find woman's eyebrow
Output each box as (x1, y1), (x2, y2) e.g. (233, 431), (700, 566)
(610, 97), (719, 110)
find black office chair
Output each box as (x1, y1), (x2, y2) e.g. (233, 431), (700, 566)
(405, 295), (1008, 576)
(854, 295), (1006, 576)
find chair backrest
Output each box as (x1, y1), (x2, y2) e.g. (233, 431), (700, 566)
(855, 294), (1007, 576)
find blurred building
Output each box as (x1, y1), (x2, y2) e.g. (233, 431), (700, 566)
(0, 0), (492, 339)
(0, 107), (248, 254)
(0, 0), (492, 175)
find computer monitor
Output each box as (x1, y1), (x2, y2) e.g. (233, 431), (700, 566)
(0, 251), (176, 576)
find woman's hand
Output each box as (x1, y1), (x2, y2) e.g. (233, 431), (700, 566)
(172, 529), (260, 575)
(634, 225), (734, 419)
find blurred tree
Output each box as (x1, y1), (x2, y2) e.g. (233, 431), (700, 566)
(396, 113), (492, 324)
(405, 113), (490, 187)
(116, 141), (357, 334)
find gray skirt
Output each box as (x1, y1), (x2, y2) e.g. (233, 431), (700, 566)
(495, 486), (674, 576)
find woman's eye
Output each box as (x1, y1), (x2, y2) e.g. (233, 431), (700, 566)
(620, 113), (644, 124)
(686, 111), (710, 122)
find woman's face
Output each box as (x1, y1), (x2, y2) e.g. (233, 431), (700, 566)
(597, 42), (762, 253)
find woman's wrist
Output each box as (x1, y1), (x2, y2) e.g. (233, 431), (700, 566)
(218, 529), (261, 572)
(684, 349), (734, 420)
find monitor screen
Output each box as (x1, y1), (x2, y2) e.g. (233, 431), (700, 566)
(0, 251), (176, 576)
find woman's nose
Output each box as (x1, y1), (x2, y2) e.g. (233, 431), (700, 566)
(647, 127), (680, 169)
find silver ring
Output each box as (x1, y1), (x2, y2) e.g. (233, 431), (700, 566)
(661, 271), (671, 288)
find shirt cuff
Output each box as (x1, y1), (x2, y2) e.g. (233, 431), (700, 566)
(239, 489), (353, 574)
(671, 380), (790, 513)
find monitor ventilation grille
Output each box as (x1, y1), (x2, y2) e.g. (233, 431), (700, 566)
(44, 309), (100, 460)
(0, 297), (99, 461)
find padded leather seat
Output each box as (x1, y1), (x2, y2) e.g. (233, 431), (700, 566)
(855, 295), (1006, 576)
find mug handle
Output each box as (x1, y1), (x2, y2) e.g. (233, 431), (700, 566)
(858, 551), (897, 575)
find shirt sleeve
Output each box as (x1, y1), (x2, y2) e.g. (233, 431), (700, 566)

⁂

• About this exercise
If a line of the data contains "blurred", copy it out.

• Result
find blurred building
find blurred tree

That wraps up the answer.